***** GIVEN TEXT *****

Fans of tequila, Scotch whisky or Irish coffee will smack their lips when you serve them a warm, mezcal-spiked Oaxacan coffee.
The first time I sipped mezcal, I was hooked. I adore smoky foods, from cheddar cheese to Scotch whisky, so I felt right at home with mezcal. It quickly became one of my favorite alcohols to sip neat and mix into drinks, from mezcal margaritas to Oaxacan coffee cocktails—a riff on Irish coffee that’ll provide you with a kick of caffeine in the evening (and a buzz to boot).
To create the right balance for this smoky drink, use a joven (young) mezcal and freshly ground, medium-roast Mexican coffee to let the agave flavors shine through. A little sweetness and a dash of chocolate bitters round out this simple cocktail, which benefits from a dollop of freshly whipped cream when served hot like Irish coffee.
Ingredients for Oaxacan Coffee
- Coffee: When choosing the type of coffee to use in a cocktail, it’s more important to select one for its flavor and aroma than the amount of caffeine it has. Simply put, choose a brew that won’t overpower the mezcal. A medium roast—made with beans grown in Mexico if you want to stick with flavors from the region—hits the sweet spot. It’s less acidic than light roast and less likely to mask the mezcal than a dark roast. Grind and brew the beans just before you make the cocktail for the freshest flavor.
- Simple syrup: Simple syrup is a secret cocktail ingredient—just sugar dissolved in water—that you’ll want to keep on hand. Instead of using granulated sugar, you’ll use brown sugar because the molasses plays well with mezcal and coffee. Make it like you would any simple syrup: Heat equal parts brown sugar and water and stir until the sugar dissolves.

*****

■ EXERCISE SET:
1 – List every coffee roast named in the Oaxacan coffee text.
2 – Summarize the Oaxacan coffee text in two sentences.
3 – Reproduce the Oaxacan coffee text word for word, from "Ingredients for Oaxacan" up to and including "the sugar dissolves.".

***** PROVIDED RECORDS *****

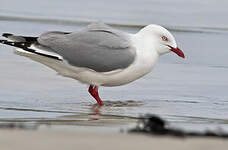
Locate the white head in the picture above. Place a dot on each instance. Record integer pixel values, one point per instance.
(161, 39)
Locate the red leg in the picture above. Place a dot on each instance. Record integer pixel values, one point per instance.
(93, 90)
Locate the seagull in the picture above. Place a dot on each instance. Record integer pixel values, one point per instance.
(98, 55)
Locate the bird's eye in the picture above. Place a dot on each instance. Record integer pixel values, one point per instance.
(164, 38)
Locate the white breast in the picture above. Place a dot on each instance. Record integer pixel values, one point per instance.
(143, 64)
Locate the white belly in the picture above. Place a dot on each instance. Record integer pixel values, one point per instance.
(138, 69)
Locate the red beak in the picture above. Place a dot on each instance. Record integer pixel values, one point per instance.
(177, 51)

*****

■ PER-TASK ANSWERS:
1 – Medium roast, light roast, dark roast

2 – Oaxacan coffee is a riff on Irish coffee made with mezcal, a smoky spirit that suits fans of tequila or Scotch whisky. The recipe calls for a joven mezcal, freshly ground medium-roast Mexican coffee, a brown sugar simple syrup and chocolate bitters, and the hot drink is topped with freshly whipped cream.

3 –
Ingredients for Oaxacan Coffee
- Coffee: When choosing the type of coffee to use in a cocktail, it’s more important to select one for its flavor and aroma than the amount of caffeine it has. Simply put, choose a brew that won’t overpower the mezcal. A medium roast—made with beans grown in Mexico if you want to stick with flavors from the region—hits the sweet spot. It’s less acidic than light roast and less likely to mask the mezcal than a dark roast. Grind and brew the beans just before you make the cocktail for the freshest flavor.
- Simple syrup: Simple syrup is a secret cocktail ingredient—just sugar dissolved in water—that you’ll want to keep on hand. Instead of using granulated sugar, you’ll use brown sugar because the molasses plays well with mezcal and coffee. Make it like you would any simple syrup: Heat equal parts brown sugar and water and stir until the sugar dissolves.